- WORK REQUIRED
Only the run of lines from the one containing "Tag every instance of the hood" through the last line should be returned, exactly as written.

========

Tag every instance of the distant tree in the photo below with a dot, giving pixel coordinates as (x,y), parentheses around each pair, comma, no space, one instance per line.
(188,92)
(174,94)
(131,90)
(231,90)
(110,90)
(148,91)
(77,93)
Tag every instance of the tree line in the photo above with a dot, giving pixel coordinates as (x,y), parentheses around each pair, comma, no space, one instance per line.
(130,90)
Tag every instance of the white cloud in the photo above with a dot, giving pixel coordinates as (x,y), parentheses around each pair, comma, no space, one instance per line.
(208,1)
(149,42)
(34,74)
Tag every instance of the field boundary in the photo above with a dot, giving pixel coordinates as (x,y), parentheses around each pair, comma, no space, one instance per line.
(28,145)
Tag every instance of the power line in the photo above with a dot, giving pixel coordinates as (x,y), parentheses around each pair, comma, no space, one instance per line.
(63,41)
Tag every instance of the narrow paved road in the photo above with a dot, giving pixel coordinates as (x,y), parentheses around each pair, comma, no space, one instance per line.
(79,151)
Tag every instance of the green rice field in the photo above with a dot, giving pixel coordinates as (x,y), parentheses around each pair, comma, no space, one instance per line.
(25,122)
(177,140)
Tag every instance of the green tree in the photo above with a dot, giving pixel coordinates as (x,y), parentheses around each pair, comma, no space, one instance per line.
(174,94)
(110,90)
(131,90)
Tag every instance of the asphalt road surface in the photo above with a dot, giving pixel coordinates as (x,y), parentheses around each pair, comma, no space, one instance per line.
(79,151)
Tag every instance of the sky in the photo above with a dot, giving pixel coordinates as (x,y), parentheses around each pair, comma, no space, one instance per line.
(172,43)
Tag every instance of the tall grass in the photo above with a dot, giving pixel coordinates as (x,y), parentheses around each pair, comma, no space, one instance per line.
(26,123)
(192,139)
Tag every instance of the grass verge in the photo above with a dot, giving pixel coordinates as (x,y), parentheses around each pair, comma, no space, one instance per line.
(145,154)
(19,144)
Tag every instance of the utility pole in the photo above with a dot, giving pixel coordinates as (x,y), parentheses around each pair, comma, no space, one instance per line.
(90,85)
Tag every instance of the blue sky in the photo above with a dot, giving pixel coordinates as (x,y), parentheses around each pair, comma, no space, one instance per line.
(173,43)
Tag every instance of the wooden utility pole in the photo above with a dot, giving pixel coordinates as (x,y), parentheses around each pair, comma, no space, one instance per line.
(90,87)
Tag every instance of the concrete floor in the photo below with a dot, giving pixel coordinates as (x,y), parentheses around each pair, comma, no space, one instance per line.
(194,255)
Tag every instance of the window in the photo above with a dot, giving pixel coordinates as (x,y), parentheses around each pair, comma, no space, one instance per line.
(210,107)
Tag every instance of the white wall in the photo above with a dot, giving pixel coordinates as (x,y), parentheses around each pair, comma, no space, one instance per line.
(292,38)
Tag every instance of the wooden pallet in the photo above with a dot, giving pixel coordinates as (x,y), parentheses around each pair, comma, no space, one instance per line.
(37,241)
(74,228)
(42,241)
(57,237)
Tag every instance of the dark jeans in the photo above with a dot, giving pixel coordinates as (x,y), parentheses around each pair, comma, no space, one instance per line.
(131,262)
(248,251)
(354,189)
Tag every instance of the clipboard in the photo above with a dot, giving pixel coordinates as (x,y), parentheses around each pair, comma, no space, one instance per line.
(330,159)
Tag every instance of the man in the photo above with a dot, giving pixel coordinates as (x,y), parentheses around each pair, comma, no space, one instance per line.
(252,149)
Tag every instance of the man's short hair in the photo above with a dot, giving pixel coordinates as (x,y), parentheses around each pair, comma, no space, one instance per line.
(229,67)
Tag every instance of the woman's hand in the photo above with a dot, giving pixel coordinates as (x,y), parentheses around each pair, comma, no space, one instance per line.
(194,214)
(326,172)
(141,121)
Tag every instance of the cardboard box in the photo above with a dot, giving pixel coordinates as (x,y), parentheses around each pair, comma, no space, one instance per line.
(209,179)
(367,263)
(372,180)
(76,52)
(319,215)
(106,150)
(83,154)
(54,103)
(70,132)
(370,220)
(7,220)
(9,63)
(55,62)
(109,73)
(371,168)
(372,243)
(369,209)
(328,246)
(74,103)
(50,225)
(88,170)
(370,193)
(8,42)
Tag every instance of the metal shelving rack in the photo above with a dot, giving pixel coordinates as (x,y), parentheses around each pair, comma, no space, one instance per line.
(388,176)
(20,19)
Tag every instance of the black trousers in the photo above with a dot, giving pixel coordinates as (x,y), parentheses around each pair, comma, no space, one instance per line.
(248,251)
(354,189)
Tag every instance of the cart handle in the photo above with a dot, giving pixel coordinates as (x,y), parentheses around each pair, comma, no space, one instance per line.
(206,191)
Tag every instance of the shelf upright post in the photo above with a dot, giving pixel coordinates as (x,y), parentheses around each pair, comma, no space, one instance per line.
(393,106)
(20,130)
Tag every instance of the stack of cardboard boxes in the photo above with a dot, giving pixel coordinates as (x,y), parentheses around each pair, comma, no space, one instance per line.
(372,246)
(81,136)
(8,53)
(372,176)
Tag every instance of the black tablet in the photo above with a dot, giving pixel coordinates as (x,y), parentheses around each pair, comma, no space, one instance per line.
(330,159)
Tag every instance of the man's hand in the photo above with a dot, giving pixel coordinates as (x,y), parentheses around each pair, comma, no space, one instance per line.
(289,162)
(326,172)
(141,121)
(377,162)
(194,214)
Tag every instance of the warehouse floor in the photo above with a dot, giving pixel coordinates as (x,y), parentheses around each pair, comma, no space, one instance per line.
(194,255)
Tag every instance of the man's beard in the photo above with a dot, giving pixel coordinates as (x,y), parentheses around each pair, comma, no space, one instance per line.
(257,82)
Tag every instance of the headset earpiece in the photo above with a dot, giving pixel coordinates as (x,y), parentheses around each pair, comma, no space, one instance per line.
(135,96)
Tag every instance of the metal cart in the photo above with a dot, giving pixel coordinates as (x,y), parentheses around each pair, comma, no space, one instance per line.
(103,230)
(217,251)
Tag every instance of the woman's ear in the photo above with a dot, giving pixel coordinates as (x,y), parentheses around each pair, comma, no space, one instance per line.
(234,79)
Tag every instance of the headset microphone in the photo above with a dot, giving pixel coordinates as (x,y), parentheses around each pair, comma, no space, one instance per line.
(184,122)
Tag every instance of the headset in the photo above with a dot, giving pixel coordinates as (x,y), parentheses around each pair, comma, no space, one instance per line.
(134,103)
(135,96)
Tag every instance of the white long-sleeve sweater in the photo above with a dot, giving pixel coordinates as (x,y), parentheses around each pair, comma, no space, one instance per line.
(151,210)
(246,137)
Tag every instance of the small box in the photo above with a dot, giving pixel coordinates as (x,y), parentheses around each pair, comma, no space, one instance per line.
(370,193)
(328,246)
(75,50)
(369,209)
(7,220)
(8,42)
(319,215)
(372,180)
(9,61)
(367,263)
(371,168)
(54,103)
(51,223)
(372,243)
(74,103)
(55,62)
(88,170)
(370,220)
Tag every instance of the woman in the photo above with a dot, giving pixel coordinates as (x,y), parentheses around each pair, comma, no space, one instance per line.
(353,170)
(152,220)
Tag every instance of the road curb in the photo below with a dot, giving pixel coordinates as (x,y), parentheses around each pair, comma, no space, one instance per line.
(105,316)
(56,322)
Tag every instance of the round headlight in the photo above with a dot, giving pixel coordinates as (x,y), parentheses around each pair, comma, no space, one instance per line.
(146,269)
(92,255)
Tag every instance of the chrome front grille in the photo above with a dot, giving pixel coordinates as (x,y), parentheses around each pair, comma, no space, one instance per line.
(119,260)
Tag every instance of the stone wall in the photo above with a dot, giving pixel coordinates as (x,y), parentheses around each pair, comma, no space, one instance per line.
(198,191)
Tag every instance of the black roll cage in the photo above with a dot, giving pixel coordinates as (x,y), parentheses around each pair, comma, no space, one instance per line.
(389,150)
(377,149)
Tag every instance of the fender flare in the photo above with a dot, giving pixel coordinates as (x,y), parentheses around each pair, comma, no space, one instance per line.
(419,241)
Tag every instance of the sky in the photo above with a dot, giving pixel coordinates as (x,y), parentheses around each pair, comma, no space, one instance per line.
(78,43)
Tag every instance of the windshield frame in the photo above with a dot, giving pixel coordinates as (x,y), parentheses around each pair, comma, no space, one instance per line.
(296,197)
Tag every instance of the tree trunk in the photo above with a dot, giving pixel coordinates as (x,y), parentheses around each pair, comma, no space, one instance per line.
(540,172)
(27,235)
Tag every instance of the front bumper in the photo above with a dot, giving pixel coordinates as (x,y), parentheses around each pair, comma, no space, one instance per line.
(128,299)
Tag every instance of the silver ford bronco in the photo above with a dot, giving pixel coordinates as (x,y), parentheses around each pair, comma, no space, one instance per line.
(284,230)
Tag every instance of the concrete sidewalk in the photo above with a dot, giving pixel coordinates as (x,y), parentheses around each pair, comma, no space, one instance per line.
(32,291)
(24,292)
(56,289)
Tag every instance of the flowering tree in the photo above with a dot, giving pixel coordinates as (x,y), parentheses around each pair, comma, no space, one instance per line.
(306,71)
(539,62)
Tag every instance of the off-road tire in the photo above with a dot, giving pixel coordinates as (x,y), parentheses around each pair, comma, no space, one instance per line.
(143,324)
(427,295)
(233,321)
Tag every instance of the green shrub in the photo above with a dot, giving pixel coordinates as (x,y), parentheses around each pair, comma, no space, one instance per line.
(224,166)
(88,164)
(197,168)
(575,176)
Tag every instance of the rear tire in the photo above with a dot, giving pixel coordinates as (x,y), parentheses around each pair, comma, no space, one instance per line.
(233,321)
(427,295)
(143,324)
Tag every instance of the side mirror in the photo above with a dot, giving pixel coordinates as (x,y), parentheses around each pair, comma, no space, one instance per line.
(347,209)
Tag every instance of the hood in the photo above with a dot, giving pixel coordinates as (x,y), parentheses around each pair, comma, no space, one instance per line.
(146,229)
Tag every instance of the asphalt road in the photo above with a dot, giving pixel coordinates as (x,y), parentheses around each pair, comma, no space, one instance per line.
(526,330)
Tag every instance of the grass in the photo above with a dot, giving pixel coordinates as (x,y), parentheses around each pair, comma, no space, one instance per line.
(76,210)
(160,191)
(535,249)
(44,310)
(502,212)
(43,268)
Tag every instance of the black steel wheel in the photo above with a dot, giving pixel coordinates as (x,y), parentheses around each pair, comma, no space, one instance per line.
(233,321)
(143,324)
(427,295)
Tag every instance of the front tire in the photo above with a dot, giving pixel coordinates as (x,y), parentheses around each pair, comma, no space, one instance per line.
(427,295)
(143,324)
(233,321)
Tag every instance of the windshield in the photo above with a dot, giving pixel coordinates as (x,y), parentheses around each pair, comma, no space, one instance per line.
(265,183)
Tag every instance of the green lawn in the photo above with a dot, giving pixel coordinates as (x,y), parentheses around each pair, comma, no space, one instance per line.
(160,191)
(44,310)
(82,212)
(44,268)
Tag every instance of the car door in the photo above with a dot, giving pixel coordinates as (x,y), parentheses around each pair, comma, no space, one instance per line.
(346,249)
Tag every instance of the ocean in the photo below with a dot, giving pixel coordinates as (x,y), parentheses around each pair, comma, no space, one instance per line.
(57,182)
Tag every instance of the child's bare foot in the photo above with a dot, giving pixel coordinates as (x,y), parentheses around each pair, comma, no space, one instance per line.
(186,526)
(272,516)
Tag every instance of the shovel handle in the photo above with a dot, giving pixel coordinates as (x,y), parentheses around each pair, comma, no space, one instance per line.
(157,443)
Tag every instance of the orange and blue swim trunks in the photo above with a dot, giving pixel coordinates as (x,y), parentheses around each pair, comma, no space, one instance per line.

========

- WRITTEN RESPONSE
Tag every instance of the hood in the photo above with a dot, giving pixel coordinates as (x,y), parentheses around each pair, comma, no space, one instance per line.
(146,229)
Tag every instance of the asphalt road in the photo above with a dot, giving pixel coordinates as (x,y), parentheses around each pair, comma, no space, one instance per line.
(526,330)
Tag every instance of the grass in the photo above with a dot, giving pixel coordinates as (x,y), parentheses around each pair, comma, no space, one instance per line.
(76,210)
(160,191)
(535,249)
(44,310)
(502,212)
(43,268)
Tag every instance of the black steel wheel in the photo above with a dot, giving pixel coordinates as (x,y), parentheses around each pair, comma, no space, one instance per line.
(233,321)
(143,324)
(427,295)
Tag every instance of the front tire in the photo above with a dot, giving pixel coordinates as (x,y), parentheses around each pair, comma, no space, one instance per line.
(427,295)
(143,324)
(233,321)
Tag every instance of the windshield in the photo above with a dot, giving pixel coordinates as (x,y), parentheses around each pair, comma, no space, one instance per line.
(265,183)
Tag every instance of the green lawn in the photo above with a dot, giving pixel coordinates as (x,y), parentheses around each pair, comma, no space, one instance per line.
(160,191)
(44,310)
(82,212)
(44,268)
Tag every instance of the car door in the photo above with a dot, giving pixel coordinates as (x,y), parentheses around each pair, comma, no space, one instance per line.
(346,249)
Tag every instance of the ocean in the photo below with a dot, giving pixel coordinates as (x,y), parentheses around each pair, comma, no space, one instance per line.
(57,182)
Tag every instance of the child's bare foot in the photo above with a dot, giving pixel coordinates as (x,y), parentheses around each pair, comma, no space, one instance per line.
(186,526)
(272,516)
Tag every instance of the shovel handle in the photo above with a dot, giving pixel coordinates as (x,y), parentheses around each pair, comma, no space, one instance per line.
(157,443)
Tag every instance of the orange and blue swim trunks in the photo above with a dot, giving pixel coordinates as (x,y), parentheses around each pair, comma, no space, one instance per line.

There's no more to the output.